## Input material
-- START --

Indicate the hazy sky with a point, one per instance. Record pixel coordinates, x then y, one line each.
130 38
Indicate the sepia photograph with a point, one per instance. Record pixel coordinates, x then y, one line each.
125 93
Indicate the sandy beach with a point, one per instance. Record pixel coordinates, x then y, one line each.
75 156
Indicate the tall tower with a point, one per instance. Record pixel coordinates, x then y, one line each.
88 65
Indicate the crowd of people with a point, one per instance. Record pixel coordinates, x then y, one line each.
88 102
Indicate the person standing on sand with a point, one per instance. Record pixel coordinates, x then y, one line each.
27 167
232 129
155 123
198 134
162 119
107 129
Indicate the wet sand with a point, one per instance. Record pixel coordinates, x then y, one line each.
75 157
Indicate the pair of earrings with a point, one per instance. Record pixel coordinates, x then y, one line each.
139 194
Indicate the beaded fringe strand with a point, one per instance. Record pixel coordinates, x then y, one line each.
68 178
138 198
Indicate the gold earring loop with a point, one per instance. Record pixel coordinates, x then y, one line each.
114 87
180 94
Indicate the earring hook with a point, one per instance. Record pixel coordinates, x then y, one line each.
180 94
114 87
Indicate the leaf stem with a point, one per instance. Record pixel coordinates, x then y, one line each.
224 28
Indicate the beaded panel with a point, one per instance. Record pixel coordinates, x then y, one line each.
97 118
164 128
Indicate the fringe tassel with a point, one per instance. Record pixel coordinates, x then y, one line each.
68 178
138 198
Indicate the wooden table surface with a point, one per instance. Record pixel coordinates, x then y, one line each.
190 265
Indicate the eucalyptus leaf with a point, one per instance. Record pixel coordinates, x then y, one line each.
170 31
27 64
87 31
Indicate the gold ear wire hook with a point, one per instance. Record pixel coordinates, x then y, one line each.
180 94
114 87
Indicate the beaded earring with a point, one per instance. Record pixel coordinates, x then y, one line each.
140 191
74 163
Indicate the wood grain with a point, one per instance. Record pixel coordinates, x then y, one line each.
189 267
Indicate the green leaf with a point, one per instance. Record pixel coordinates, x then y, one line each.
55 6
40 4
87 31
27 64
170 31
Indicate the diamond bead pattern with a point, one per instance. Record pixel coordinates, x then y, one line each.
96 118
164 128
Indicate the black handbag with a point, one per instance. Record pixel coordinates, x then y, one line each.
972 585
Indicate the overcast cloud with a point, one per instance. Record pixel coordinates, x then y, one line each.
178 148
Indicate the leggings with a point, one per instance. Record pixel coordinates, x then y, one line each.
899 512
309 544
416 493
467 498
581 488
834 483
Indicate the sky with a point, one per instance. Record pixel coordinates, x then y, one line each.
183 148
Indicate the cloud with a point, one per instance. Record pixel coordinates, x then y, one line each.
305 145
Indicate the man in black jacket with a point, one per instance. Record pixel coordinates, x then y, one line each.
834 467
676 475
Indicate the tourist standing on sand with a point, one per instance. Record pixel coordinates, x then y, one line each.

-- END --

## Required work
Can you copy out every item above word for word, changing nothing?

## Completed exercise
Indicate the hazy sky with a point, one per instance. Record pixel coordinates, x then y, one line each.
130 38
Indicate the sepia photograph with a point, one per instance. Record pixel coordinates, x then y, one line each.
125 93
Indicate the sandy beach with a point, one per instance. Record pixel coordinates, x then y, one line each.
75 156
Indicate the tall tower with a point, one per instance. Record pixel coordinates, x then y, one line each.
88 65
Indicate the crowd of people with a point, one per instance. Record pixel coordinates, x then y, one line each.
88 102
Indicate the person standing on sand with a point, one per instance. Record pixel coordinates, x then y, one line each.
27 167
232 129
155 123
198 134
162 119
107 129
Indicate the wet sand with a point, one per instance. Record pixel coordinates, x then y, one line each.
75 157
Indicate the pair of earrings with a point, one per instance. Record pixel coordinates, x then y, one line each.
139 194
Indicate the beaded fringe strand with a point, one per instance. Record pixel coordinates, x then y, one line each.
68 178
138 198
Indicate the gold earring loop with a point, one per instance. Record pixel coordinates, x then y, one line each.
114 87
180 94
Indicate the earring hook with a point, one per instance. Record pixel coordinates, x then y, one line each.
180 94
114 87
Indicate the leaf stem with a point, one per instance. Record pixel coordinates, x then y, one line each.
224 28
Indicate the beaded panel with a point, one per instance. Record pixel coordinates, x then y, one line each.
97 118
164 128
Indicate the fringe tassel with a point, one per instance. Record pixel coordinates, x then y, one line each.
68 178
138 198
Indicate the wooden table surface with a point, one per instance. Record pixel coordinates, x then y, one line each.
190 265
Indicate the eucalyptus leaf with a point, one per instance. Record pixel coordinates, x then y, one line each.
170 31
27 64
87 31
Indicate the gold ear wire hook with a point, one per instance. Record pixel coordinates, x then y, one line each.
180 94
114 87
Indicate the beaded earring with a point, one per instance. Record pixel coordinates, x then y, one line each.
140 191
74 163
Indicate the wood grain with a point, one per instance. Record pixel coordinates, x then y, one line each.
189 267
Indicate the green leaf with a point, one per instance. Record pixel coordinates, x then y, one line each.
55 6
40 4
87 31
27 64
170 31
Indicate the diamond bead pattern with a point, one per instance. Record pixel coordinates, x then y, one line each.
96 118
164 128
Indicate the black handbag with a point, one per instance. Record pixel coordinates, x then y, one line each.
972 585
Indicate the overcast cloud with a point, one per instance. Record pixel coordinates, x then y, one line each.
178 148
Indicate the leggings with a point, one per instance. Record pixel coordinates, x then y, one line each.
899 512
309 544
416 493
467 498
581 488
834 483
Indicate the sky with a point, one per instance. Record pixel coordinates, x then y, one line each.
183 148
Indicate the cloud with a point, one per instance. Record pixel coordinates, x then y, one line each.
305 145
Indicate the man in black jacket with a point, one per instance. Record pixel coordinates, x then y, one line each.
834 467
676 475
Indicate the tourist standing on sand with a point, one per instance. Record pixel coordinates, x then y, one line each.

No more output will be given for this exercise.